Data records:
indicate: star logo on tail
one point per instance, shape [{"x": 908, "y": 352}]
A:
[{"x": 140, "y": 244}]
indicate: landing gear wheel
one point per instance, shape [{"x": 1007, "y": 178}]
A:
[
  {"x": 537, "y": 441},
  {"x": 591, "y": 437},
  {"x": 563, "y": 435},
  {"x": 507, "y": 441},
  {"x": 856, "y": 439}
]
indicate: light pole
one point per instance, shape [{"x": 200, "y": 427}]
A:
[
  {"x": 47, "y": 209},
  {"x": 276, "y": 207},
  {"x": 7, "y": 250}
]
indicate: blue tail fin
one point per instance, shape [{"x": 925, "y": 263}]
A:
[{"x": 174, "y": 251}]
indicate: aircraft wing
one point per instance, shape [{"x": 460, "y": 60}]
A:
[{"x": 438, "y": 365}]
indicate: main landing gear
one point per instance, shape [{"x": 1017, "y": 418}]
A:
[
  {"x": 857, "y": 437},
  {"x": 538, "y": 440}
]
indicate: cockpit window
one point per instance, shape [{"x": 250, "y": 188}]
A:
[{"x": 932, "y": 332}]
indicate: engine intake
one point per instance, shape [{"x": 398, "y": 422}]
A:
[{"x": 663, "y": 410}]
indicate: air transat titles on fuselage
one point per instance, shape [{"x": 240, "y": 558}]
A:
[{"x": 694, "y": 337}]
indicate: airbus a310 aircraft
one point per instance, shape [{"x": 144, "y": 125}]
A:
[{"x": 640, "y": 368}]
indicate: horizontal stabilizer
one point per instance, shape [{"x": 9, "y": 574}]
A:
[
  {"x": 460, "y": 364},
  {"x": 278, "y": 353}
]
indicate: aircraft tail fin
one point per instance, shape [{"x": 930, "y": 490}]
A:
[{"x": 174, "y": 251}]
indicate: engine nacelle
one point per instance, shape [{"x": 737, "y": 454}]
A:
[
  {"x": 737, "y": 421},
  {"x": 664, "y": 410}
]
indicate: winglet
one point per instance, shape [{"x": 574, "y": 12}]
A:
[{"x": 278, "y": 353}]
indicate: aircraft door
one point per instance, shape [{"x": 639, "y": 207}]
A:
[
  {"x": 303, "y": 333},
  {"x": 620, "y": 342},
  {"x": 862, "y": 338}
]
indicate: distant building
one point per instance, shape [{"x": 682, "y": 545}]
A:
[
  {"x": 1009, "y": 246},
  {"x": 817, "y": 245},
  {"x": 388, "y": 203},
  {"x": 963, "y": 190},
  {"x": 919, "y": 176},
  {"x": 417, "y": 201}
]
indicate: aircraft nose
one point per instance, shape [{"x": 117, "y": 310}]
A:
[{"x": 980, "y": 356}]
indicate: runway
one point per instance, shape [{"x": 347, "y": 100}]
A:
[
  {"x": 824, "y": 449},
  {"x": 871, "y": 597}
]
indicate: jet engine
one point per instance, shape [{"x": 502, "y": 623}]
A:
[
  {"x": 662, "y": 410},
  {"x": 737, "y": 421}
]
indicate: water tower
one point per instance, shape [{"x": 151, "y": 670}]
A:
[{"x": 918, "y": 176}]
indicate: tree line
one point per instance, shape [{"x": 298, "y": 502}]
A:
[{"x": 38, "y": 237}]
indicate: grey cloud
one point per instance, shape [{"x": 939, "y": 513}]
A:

Aim: Reproduce the lines of the listing above, from the line containing "indicate: water tower" through the last line of the listing.

Output:
indicate: water tower
one point per instance, shape [{"x": 151, "y": 670}]
A:
[{"x": 918, "y": 176}]
indicate: tree line
one point per instance, shape [{"x": 298, "y": 502}]
A:
[{"x": 38, "y": 237}]
indicate: grey cloud
one point per instance, shape [{"x": 939, "y": 513}]
A:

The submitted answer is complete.